Supplied material:
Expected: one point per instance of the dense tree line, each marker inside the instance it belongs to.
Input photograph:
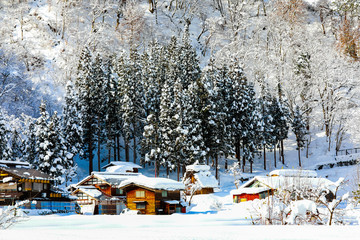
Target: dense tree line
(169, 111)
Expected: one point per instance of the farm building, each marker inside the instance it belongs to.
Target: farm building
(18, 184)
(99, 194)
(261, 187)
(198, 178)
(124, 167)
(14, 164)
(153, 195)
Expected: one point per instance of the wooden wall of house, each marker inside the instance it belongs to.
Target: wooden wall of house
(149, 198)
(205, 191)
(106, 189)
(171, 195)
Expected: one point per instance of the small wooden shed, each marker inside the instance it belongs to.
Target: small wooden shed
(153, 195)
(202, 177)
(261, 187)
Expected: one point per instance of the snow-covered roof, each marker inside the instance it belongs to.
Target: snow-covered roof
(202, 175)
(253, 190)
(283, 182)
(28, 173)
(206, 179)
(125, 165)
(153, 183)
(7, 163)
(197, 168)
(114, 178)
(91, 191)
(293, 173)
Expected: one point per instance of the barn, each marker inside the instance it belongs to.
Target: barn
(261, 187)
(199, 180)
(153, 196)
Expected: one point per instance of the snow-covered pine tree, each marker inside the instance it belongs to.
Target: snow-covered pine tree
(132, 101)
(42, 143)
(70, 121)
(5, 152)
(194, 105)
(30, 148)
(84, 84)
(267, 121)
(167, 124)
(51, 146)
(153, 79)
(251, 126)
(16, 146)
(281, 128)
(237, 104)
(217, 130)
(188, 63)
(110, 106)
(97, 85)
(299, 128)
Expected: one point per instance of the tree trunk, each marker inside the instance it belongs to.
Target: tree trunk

--

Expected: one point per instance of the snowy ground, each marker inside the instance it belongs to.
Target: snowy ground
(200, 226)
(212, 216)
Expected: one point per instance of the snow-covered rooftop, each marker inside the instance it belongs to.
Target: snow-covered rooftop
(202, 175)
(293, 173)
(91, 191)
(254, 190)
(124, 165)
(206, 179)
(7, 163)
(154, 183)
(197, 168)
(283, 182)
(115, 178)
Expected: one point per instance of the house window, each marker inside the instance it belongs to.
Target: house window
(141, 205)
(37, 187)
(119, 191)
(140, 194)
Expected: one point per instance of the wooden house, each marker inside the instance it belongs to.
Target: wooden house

Task item:
Scan the data, and report each line that uses the word "belongs".

Solution:
Expected: one point per instance of the dense tree line, each marker inside the instance it belongs to.
Expected: one point per instance of the farm building, each marker inside the instance it belongs to.
Expected: one point per instance of the wooden wall of house, each marker inside the instance it belongs to.
Expected: one point per instance of the small wooden shed, each marker inside the instance it belongs to.
Expected: one point per instance of the snow-covered roof, each marker inside the instance it belongs to.
Expected: one point per instance of the barn, each marker inside the instance it belongs to.
Expected: one point per instance of the snow-covered pine tree, each marker inside the instance it belongs to.
Expected: one point per instance of the tree trunk, each marker inside the instance it belongs to.
Expected: one point per instance of the snowy ground, each marker inside the instance it belongs to.
Expected: one point per instance of the snow-covered rooftop, each marker inside the instance it belongs to.
Expected: one point per instance of the house window, each marker inside the instance it belongs to.
Expected: one point per instance of the wooden house, each marker inside the instance it belongs to.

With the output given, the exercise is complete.